# Dokument źródłowy:
::::

Do zdarzenia doszło w sobotę (21 maja) po godzinie 22.00. Policjanci patrolujący ulice miasta zauważyli dziwne zachowanie kierowcy audi. Na widok policjantów zatrzymał się na środku ulicy Plac Wolności, po czym z impetem i piskiem opon ruszył w kierunku ulicy Strażackiej.
Funkcjonariusze ruszyli za nim. W celu zatrzymania kierowcy użyli sygnałów świetlnych i dźwiękowych. Mężczyzna nie reagował jednak ani na sygnały, ani na wydawane polecenia. W trakcie ucieczki łamał kolejne przepisy ruchu drogowego i stwarzał zagrożenie dla innych kierowców i pieszych: wyprzedzał inne pojazdy na przejściu dla pieszych, nie sygnalizował manewrów skrętu, nie stosował się do znaków pionowych ani poziomych, zmuszał inne pojazdy do zmiany pasa lub zjazdu na chodnik w celu uniknięcia zdarzenia. Do pomocy w schwytaniu uciekiniera skierowano kolejny radiowóz. Poruszający się nim mundurowi ustawili blokadę na ulicy 11 listopada. Kiedy mężczyzna prowadzący audi zauważył blokadę, chciał ją ominąć, po czym stracił panowanie na autem, zjechał na chodnik i uderzył w słup oświetleniowy, zatrzymując się na miejskiej ławce. Następnie opuścił uszkodzony samochód i zaczął uciekać pieszo. Został schwytany przez policjantów na ulicy Nowej.

::::

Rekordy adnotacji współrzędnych
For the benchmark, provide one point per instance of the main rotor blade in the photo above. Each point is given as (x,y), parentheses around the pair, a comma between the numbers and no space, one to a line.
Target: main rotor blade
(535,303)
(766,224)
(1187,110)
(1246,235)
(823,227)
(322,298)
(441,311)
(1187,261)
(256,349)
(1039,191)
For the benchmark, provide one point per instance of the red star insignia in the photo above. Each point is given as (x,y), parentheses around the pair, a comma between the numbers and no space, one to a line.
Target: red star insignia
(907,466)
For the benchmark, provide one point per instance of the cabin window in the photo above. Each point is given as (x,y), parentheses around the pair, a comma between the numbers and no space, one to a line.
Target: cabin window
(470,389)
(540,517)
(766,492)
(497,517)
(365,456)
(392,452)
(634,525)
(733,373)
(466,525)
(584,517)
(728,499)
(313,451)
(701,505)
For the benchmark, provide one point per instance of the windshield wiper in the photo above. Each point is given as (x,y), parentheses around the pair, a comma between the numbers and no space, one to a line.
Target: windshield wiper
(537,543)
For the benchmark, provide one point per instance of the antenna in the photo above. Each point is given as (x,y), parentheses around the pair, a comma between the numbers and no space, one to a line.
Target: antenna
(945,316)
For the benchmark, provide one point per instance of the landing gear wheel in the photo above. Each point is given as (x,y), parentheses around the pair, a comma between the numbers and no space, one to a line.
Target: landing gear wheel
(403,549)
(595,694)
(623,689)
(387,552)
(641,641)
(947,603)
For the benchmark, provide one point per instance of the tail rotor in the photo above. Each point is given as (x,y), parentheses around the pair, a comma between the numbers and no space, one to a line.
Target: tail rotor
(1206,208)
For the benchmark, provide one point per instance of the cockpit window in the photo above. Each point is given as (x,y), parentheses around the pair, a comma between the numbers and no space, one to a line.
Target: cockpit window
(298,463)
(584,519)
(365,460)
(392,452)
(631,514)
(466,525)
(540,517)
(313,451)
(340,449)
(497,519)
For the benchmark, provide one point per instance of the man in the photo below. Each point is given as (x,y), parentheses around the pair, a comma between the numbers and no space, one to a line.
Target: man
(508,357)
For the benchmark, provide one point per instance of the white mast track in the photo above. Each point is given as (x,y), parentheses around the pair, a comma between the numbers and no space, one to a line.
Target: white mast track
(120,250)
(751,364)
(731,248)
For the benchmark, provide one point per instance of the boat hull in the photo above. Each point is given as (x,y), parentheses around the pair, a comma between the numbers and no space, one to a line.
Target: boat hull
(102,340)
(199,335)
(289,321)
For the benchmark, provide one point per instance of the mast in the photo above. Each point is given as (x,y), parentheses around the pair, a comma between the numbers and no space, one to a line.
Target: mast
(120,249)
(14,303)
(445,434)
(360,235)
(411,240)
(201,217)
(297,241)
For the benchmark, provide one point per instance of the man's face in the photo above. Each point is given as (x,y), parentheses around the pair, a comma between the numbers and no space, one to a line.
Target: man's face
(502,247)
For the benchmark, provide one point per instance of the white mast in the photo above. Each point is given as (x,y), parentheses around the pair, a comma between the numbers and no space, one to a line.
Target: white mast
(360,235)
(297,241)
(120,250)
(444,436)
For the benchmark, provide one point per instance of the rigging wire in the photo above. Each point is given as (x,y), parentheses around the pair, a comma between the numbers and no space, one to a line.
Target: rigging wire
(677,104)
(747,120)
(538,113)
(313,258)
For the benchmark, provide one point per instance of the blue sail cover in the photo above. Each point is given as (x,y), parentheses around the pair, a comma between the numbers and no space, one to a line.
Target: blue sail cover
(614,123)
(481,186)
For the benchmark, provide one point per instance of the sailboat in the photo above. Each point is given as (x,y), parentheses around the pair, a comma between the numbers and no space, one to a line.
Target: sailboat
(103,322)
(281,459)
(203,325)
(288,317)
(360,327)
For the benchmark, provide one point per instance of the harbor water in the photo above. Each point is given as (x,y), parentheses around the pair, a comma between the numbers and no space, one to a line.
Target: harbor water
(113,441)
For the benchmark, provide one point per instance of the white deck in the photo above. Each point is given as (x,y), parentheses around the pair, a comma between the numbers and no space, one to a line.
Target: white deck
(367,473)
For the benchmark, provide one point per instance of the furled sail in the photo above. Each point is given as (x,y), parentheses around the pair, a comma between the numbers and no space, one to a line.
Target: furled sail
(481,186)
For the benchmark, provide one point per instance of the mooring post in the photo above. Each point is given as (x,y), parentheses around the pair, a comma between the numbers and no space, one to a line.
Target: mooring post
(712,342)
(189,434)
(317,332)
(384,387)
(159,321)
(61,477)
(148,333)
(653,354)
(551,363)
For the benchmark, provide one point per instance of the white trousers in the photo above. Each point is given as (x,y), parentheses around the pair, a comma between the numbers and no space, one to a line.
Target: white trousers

::::

# Zadanie 1:
Odpowiedz na poniższe pytania na podstawie tekstu o pościgu policyjnym, oznaczając odpowiedzi tak samo jak pytania.
(a) Na jakiej ulicy kierowca audi zatrzymał się na widok policjantów?
(b) Na której ulicy mundurowi z drugiego radiowozu ustawili blokadę?
(c) Na jakiej ulicy policjanci schwytali uciekającego pieszo mężczyznę?
# Zadanie 2:
Wypisz dokładnie fragment tekstu o pościgu policyjnym, zaczynając od słów "Do zdarzenia doszło" i kończąc na słowach "kierunku ulicy Strażackiej.".
Wykaz nie ma związku z tekstem o pościgu policyjnym.

# Odpowiedź do zadania 1:
(a) Na ulicy Plac Wolności.
(b) Na ulicy 11 listopada.
(c) Na ulicy Nowej.

# Odpowiedź do zadania 2:
Do zdarzenia doszło w sobotę (21 maja) po godzinie 22.00. Policjanci patrolujący ulice miasta zauważyli dziwne zachowanie kierowcy audi. Na widok policjantów zatrzymał się na środku ulicy Plac Wolności, po czym z impetem i piskiem opon ruszył w kierunku ulicy Strażackiej.